Aufgabenziel: Wie lautet im Ausgangstext der Abschnitt von „Weshalb KGB und“ bis einschließlich „bald verschwinden würde.“? Gib ihn wortgetreu wieder.

Ausgangstext:
Freitag, 19. April, 2024

Weshalb KGB und Stasi die Revolution verschliefen

Von Leonid Mletschin

Die sowjetischen Diplomaten und Aufklärer in Berlin unterschätzten am 9. November 1989 die Bedeutung der Pressekonferenz des Mitglieds des Politbüros und Ersten Sekretärs der Partei-Bezirksleitung der Hauptstadt Berlin, Günter Schabowski. Auch als die Ostdeutschen zu den Grenzkontrollstellen strömten, die die Stadt trennten, schlug niemand Alarm. Der Präsident der UdSSR Michail Gorbatschow erfuhr vom Fall der Berliner Mauer erst am nächsten Morgen. Aber noch immer sah niemand, dass das sozialistische Deutschland bald verschwinden würde.

Dabei hatte es doch keinen Lebensbereich in der DDR gegeben, den die sowjetische Aufklärung nicht beobachtet hätte. Jahrzehntelang hatte der in Ostdeutschland operierende Apparat eine Unmenge von Informationen nach Moskau gemeldet, selbst kleinliche Intrigen innerhalb des Politbüros des ZK der SED. Täglich um sechs Uhr morgens kabelten Moskaus Spione Berichte über die Lage in Berlin via HF-Regierungsleitung nach Moskau.

Weshalb konnte die sowjetische Aufklärung, der in Ostdeutschland doch alle operativen Möglichkeiten offenstanden, den baldigen Zusammenbruch der DDR nicht vorhersagen?

Bereitgestelltes Material:
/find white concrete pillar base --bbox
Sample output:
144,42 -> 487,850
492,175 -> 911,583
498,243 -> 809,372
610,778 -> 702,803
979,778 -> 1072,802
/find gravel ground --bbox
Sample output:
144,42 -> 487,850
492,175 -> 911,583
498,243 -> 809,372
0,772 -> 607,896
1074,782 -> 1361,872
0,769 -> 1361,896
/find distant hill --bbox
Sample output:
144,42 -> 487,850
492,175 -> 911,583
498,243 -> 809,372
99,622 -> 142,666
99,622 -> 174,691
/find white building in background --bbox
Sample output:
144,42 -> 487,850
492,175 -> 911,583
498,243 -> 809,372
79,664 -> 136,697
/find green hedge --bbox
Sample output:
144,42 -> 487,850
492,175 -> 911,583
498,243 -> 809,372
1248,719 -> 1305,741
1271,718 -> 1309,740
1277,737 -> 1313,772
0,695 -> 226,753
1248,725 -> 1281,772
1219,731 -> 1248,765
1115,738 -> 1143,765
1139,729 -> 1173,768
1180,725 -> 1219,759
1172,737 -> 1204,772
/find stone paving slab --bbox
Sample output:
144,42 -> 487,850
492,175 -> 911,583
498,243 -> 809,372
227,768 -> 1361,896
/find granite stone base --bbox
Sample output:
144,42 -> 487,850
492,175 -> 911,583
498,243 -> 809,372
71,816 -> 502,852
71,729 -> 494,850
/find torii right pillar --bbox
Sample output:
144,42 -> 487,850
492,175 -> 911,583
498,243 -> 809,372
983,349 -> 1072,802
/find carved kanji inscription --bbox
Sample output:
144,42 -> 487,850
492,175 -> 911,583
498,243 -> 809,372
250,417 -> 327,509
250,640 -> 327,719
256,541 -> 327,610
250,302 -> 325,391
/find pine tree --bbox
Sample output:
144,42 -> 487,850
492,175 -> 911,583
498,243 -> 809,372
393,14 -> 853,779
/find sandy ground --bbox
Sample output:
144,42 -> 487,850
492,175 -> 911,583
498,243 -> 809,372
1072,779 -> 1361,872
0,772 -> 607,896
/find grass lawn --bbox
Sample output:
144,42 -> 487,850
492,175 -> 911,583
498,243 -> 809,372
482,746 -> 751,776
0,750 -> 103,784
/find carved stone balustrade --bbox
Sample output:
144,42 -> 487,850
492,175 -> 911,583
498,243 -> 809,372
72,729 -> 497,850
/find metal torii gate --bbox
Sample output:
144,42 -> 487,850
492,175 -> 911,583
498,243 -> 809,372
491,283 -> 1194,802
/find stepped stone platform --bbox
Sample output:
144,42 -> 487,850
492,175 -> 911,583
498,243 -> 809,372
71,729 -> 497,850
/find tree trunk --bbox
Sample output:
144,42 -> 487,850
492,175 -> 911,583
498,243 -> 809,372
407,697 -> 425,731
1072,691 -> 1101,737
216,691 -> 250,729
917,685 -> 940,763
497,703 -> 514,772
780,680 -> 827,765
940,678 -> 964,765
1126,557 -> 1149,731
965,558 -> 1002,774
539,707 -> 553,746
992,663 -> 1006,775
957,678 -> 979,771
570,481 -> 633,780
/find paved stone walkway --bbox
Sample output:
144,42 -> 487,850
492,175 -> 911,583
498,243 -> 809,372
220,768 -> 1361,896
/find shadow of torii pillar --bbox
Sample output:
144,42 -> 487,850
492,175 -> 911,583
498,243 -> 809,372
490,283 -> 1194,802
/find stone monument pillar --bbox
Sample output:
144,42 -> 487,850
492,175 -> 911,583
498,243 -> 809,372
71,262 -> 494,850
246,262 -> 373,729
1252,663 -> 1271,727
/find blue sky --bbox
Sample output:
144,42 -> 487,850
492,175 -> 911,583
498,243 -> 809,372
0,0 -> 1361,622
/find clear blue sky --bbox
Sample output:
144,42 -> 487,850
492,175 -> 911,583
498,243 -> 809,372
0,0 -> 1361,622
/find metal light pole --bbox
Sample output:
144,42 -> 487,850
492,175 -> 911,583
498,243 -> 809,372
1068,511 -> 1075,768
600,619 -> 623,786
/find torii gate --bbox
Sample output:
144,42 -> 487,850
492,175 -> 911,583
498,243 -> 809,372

Gelöste Aufgabe:
Weshalb KGB und Stasi die Revolution verschliefen

Von Leonid Mletschin

Die sowjetischen Diplomaten und Aufklärer in Berlin unterschätzten am 9. November 1989 die Bedeutung der Pressekonferenz des Mitglieds des Politbüros und Ersten Sekretärs der Partei-Bezirksleitung der Hauptstadt Berlin, Günter Schabowski. Auch als die Ostdeutschen zu den Grenzkontrollstellen strömten, die die Stadt trennten, schlug niemand Alarm. Der Präsident der UdSSR Michail Gorbatschow erfuhr vom Fall der Berliner Mauer erst am nächsten Morgen. Aber noch immer sah niemand, dass das sozialistische Deutschland bald verschwinden würde.